## Your goal
Convert the lines from the one containing "For every instance of the black" through the last line into a JSON list of strings, one string per line, skipping any blank lines.

(Dataset rows)
========
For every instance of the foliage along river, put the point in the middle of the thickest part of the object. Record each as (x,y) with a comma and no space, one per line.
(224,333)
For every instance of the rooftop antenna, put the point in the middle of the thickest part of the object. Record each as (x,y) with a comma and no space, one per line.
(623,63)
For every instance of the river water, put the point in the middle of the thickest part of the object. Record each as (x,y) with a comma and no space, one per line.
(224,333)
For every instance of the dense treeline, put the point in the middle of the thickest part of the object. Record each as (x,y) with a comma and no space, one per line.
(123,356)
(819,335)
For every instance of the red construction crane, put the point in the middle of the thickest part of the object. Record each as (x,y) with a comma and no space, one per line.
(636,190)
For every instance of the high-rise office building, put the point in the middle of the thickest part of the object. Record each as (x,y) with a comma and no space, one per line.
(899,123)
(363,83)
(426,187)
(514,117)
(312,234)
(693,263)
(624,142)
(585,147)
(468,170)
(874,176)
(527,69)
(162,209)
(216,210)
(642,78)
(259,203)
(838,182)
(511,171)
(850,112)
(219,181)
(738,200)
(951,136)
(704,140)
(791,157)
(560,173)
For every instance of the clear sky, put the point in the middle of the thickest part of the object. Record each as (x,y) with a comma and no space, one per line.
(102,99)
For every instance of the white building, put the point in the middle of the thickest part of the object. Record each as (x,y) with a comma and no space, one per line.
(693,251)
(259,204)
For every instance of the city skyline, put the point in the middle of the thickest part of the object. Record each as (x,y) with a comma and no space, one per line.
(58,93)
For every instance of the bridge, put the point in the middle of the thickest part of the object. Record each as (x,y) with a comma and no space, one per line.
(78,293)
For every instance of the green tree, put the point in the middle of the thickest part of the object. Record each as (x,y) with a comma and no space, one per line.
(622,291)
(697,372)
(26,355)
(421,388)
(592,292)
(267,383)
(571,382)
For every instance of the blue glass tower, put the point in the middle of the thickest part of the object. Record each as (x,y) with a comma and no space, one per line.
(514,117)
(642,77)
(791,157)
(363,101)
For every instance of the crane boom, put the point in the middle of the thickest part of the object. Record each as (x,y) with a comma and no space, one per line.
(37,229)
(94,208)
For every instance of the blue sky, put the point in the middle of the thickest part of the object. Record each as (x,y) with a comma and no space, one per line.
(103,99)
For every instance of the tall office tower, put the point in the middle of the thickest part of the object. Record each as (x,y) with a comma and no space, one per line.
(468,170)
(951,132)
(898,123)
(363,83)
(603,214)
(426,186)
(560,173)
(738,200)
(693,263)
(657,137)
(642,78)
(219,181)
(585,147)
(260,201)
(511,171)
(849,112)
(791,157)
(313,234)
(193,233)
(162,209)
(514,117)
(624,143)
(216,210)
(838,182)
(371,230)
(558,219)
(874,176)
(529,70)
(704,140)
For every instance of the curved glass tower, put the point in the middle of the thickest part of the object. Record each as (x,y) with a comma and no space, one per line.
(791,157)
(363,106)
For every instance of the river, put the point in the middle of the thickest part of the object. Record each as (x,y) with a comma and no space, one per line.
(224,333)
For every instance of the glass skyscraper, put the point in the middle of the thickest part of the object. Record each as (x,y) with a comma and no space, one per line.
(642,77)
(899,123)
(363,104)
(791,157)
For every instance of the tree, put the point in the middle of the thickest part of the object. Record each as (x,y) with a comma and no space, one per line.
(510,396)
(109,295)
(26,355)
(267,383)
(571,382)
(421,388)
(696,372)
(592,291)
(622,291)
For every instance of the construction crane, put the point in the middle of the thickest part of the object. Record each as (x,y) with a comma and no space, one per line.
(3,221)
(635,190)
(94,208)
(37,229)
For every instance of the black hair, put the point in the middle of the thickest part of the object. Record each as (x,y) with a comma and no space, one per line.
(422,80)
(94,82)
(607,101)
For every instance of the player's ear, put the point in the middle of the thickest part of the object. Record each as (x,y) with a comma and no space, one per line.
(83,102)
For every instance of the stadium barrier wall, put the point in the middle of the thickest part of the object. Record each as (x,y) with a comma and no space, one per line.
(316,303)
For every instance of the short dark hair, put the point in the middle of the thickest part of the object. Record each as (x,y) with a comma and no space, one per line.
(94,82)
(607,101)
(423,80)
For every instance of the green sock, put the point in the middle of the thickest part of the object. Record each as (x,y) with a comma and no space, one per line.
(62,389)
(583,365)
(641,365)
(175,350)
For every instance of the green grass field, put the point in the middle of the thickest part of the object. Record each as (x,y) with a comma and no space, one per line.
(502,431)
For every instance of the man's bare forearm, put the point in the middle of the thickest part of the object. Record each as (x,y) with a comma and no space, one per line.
========
## Response to this exercise
[
  "For every instance of the black hair, put the point in the middle of the thickest part of the object. Record each as (x,y) with a comma and no space, one per line.",
  "(422,80)",
  "(94,82)",
  "(607,101)",
  "For every instance of the player's ear, put the point in the middle of the thickest part of the object. Record each as (x,y) with a comma and no space, one per line.",
  "(83,102)",
  "For every instance of the stadium barrier wall, put the point in the middle of the thickest part of the object. Record each as (x,y) with a comma and no space, one per line.",
  "(316,303)",
  "For every instance of the short dark hair, put the point in the middle of the thickest part of the object. Record each as (x,y) with a comma and no space, one per line.",
  "(94,82)",
  "(607,101)",
  "(423,80)",
  "For every instance of the green sock, put the point in the middle of the thickest part of the object. Record each as (x,y) with a comma and no space, one per line.",
  "(62,389)",
  "(583,365)",
  "(641,365)",
  "(175,350)",
  "For every instance of the green grass field, put the point in the middle of the thickest part of the object. Record each as (x,y) with a comma and no space, one per line.",
  "(502,431)",
  "For every instance of the man's bare forearm, put the point in the middle of the thickest part of the object. Record each as (x,y) with a comma and no space, one per line."
]